WHAT NEEDS TO BE DONE - The records below should be written out again, exactly.

-------- THE RECORDS

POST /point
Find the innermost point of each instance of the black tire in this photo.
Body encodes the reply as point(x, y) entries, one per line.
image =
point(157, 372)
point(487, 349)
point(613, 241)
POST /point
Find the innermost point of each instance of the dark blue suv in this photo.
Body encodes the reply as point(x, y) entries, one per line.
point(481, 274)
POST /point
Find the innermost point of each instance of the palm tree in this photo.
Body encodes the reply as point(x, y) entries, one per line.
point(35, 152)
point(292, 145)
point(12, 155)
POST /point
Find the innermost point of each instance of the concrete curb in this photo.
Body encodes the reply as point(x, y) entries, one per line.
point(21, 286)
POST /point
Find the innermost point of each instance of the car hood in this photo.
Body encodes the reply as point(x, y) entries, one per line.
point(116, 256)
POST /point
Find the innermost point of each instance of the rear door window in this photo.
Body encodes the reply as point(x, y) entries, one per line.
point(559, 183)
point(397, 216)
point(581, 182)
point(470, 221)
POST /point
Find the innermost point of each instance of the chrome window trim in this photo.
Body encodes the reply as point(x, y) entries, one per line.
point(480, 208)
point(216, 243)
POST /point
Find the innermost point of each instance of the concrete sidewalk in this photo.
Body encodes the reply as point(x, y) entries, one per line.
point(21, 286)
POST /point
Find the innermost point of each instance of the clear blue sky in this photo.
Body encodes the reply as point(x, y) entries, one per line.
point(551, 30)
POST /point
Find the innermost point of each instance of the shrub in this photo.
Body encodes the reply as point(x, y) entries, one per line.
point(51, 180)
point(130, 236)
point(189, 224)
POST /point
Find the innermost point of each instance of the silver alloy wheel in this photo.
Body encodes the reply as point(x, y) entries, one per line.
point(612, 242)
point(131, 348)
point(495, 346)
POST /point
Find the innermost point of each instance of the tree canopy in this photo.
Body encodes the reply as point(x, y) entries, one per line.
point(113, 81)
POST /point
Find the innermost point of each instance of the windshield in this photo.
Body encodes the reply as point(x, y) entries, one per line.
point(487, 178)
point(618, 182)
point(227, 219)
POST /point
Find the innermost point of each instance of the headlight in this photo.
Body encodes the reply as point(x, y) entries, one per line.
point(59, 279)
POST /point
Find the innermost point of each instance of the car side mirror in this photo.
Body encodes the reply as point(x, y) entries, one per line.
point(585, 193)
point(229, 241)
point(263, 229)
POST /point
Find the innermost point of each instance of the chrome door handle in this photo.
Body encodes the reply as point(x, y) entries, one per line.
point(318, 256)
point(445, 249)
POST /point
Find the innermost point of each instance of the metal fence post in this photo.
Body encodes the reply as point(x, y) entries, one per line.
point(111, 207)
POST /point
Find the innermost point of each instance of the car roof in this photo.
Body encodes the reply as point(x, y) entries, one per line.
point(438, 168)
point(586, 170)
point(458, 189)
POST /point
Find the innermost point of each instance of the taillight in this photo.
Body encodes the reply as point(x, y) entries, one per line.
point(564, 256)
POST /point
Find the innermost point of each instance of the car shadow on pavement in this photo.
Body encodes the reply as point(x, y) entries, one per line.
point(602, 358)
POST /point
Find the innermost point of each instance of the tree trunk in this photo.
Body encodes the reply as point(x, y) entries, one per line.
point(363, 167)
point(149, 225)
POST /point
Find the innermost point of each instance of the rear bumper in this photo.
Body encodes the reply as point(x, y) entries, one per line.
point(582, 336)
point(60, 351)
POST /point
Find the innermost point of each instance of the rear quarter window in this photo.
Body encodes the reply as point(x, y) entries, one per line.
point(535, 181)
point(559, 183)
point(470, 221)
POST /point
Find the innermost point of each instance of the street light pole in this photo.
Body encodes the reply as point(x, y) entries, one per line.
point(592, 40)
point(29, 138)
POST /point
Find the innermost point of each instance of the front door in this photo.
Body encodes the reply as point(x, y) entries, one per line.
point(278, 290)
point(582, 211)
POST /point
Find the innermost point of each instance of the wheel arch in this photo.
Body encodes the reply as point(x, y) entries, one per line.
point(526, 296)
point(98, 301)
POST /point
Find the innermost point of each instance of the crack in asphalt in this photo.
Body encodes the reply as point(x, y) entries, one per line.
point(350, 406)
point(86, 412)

----------------

ANSWER -
POST /point
Find the innermost point of each instance of the black tire in this photo.
Body encodes the reply as point(x, y) entries, one per line.
image =
point(157, 372)
point(487, 349)
point(613, 241)
POST /point
Find the innermost point of each instance of the dark blue suv in this photo.
Body encodes the reply as point(x, y) entries, one per line.
point(481, 274)
POST /point
Find the innermost point of each instance of the palm tree in this photo.
Body encodes the reply as point(x, y) entries, one per line.
point(35, 152)
point(292, 145)
point(12, 155)
POST /point
Find the innermost point of each instance of the concrete curb in this photo.
Body encodes the reply as point(x, y) entries, one per line.
point(21, 286)
POST /point
Find the innermost point of each instance of the car hood in this photo.
Body encodes the reply as point(x, y) entries, one per line.
point(116, 256)
POST /point
Find the innermost point of each instance of the rear door window in this photo.
Body encodes the reply as point(x, y) entries, one per line.
point(559, 183)
point(397, 216)
point(581, 182)
point(470, 221)
POST /point
Find the innermost point of each instance of the chrome window trim in this photo.
Body encodes the reply as point(x, y) entries, one per line.
point(480, 208)
point(216, 243)
POST /point
Find the innermost point of each instance of the concrete sidewalk in this photo.
Body encodes the reply as point(x, y) entries, one per line.
point(21, 286)
POST /point
Find the innermost point of each instance of the clear blue sky in this photo.
Body encodes the reply as point(x, y) entries, one per line.
point(551, 30)
POST /point
Find the innermost point of each instance of the shrub in this photo.
Body encodes the reply as point(x, y) entries, one per line.
point(51, 180)
point(130, 236)
point(189, 224)
POST /point
Find the innermost point of each instance of the silver alloy wheel in this photo.
Body encodes the reply as point(x, y) entries, one per line.
point(612, 242)
point(131, 348)
point(495, 346)
POST /point
Find the innermost point of each instance of the tree canopy in this photo.
Body encodes the reply as point(x, y) entries, one per line.
point(113, 81)
POST /point
Find the innermost point of each instance of the windshield in this photo.
Body encodes the reply as point(x, y) entries, one per line.
point(487, 178)
point(618, 182)
point(227, 219)
POST /point
Find the innermost point of each instance of the headlight in this photo.
Body encodes the reply as point(x, y) entries, one per line.
point(59, 279)
POST /point
Find the innermost point of each instance of the car side mirror in this photo.
Body encodes the reply as point(x, y) entries, one per line.
point(585, 193)
point(229, 241)
point(263, 229)
POST /point
Find the innermost point of each instance of the chrome door handle in this photo.
Body encodes the reply as point(x, y) entries, one per line.
point(318, 256)
point(445, 249)
POST /point
Find the innermost point of each instance of the metal fence post in this photo.
Body encodes the reply as point(x, y) entries, one per line.
point(111, 207)
POST /point
Find the innermost point of each instance of the car roof in this photo.
Body encodes the reply as point(x, y) entries, one per line.
point(438, 168)
point(586, 170)
point(458, 189)
POST /point
Find the innermost point of each instance of the taillight in this photo.
Body encodes the reply as point(x, y) entries, one per line.
point(564, 256)
POST /point
Find the innermost point of each instance of the car shadow on pavement in this photo.
Body encodes the reply as point(x, y) entries, one per line.
point(602, 358)
POST /point
Find the innermost point of each instance of the tree trunk in this photo.
Body encodes the reply as point(x, y) entries, one per line.
point(363, 167)
point(149, 225)
POST /point
Find the innermost point of each instance of the rear bumper in this photo.
Body encodes the reply as point(x, y) entries, one per line.
point(582, 336)
point(60, 351)
POST /point
Find the innermost point of each instance of the rear quarter window in this photo.
Body encodes the reply as point(x, y) entries, one per line.
point(535, 181)
point(559, 183)
point(470, 221)
POST /point
Find the innermost point of each instance of the street light pole in this photo.
Body encodes the reply as point(x, y) entries, one per line.
point(592, 40)
point(29, 138)
POST /point
Find the innermost point of each instance of the front door in this photo.
Body encodes the reply as point(x, y) entries, one per line.
point(278, 290)
point(582, 211)
POST /point
Find the innermost point of each instance of the wheel arch in this photo.
Body encodes the reply as point(x, y) entries, one per line.
point(526, 296)
point(98, 301)
POST /point
Find the innermost point of each instance of the crack in asphalt in this photo.
Body encodes the reply as point(x, y) entries, one per line.
point(350, 406)
point(86, 412)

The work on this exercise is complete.